▶ Excerpt provided:
****************

Entering edit mode
2.7 years ago
Joel Wallenius
▴
210
Hello, I'm wondering if there is a program out there that transforms a bam file (and a reference genome file) into a Sanger-like plot, e.g. this one:
https://brcf.medicine.umich.edu/wp-content/uploads/2018/02/dna_no_noise_2018.gif
I've been googling but find nothing. :(
Thanks in advance!
it's like creating a cow from a steak. You would need the phred-score for each base A/T/G/C of the fastq but you only have the qualities of the called base.
Pierre, on the other hand, a Sanger profile is the readout of several DNA molecules pooled together, whereas in a bam you have the readout of the individual molecules. So you could emulate a sanger profile from the pileup format. E.g if at position X you have
AACC
with qualitiesaabb
you could create Sanger-like peak from that. Whether that is useful I don't know...ah yes, you're right. Then it could be easy but I'm missing the (java) code to write a AB1 file format.
You would need to assume some kind of "distribution" ja? The Sanger peaks look a bit like thin bell curves but they're probably not...
Perhaps you get better feedback if you explain why you want to create Sanger-like chromatograms from bams... It's a very unusual task and maybe there are better solutions to your problem.
The goal is to showcase a heterozygous mutation in a WGS bam file... for a poster presentation. I could've sworn I wrote it in the OP but seems I didn't. My bad. The poster presenter is oldschool and would like a Sanger-like diagram, rather than a pile of reads.
I would try to persuade the poster presenter that bam-to-chromatogram is not really meaningful conversion. Failing that, you could call genotypes at each position using standard samtools/bcftools pipeline. Then draw little bell-curves with height proportional to the allele frequencies or phred-scaled gentoype likelihoods. It shouldn't be too difficult if you are ok with R. But it's kind of fake of course. By the way, Sanger profiles are a continuous signal, really, that in good quality sequences looks like bell-shaped peaks (perhaps the central limit theorem kicks in somehow...) but in poor sequences is more erratic.
Yeah it was something like this that I had in mind, but Pierre's solution is much simpler and most likely good enough. Big thanks regardless for your thoughts!
Hmm, alright. I understand. Bummer. Thank you Pierre!

****************

In the thread about turning a BAM file into a Sanger-like plot, what was the plot meant to show, and for what occasion? The material plays no part here.

****************

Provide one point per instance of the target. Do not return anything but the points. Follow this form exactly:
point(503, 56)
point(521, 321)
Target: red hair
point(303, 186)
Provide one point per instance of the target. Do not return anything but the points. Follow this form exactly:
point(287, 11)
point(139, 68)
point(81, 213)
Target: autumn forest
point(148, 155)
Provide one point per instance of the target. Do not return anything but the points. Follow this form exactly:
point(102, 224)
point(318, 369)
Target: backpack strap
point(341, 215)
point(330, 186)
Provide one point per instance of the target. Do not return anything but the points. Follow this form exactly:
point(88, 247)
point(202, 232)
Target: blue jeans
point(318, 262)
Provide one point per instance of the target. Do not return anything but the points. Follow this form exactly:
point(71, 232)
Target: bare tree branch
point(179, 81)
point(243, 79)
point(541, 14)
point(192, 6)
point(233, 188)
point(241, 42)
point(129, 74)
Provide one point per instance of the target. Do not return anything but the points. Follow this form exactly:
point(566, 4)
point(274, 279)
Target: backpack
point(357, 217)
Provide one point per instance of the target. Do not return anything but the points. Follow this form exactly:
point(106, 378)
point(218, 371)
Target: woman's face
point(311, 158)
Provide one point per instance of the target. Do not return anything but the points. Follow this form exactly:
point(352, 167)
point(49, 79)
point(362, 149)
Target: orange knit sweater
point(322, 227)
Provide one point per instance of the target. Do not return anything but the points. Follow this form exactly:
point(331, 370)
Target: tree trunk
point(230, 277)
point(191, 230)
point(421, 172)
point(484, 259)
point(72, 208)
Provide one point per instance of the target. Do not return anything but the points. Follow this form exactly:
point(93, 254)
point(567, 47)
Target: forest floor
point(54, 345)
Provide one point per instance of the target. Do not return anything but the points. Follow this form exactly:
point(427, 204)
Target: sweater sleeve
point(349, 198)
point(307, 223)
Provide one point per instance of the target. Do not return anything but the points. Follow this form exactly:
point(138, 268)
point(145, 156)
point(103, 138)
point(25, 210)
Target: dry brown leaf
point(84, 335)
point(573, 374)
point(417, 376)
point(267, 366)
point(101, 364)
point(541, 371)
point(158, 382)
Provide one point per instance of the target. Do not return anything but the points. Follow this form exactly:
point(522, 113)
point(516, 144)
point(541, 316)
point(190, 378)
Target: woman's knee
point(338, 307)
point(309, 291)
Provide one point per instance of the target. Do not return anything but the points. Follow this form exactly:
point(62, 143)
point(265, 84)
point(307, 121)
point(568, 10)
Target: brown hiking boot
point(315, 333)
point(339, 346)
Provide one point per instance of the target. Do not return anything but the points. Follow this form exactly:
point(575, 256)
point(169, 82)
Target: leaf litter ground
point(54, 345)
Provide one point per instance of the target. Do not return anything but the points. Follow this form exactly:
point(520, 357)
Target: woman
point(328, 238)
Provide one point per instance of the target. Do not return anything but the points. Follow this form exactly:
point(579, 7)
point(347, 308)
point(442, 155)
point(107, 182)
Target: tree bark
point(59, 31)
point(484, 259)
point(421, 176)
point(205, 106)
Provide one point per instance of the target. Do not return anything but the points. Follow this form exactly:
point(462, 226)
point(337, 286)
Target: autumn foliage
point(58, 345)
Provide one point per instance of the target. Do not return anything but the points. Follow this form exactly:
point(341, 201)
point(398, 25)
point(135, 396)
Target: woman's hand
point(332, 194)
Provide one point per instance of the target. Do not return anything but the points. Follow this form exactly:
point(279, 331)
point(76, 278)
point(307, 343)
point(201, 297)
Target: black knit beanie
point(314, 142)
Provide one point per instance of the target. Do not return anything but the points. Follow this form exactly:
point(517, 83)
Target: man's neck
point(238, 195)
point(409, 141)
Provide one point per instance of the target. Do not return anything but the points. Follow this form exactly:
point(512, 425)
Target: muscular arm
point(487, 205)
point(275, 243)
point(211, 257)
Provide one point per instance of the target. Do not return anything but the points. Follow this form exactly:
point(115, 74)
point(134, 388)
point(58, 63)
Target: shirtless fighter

****************

▶ The answer: It was meant to show a heterozygous mutation in a WGS BAM file for a poster presentation.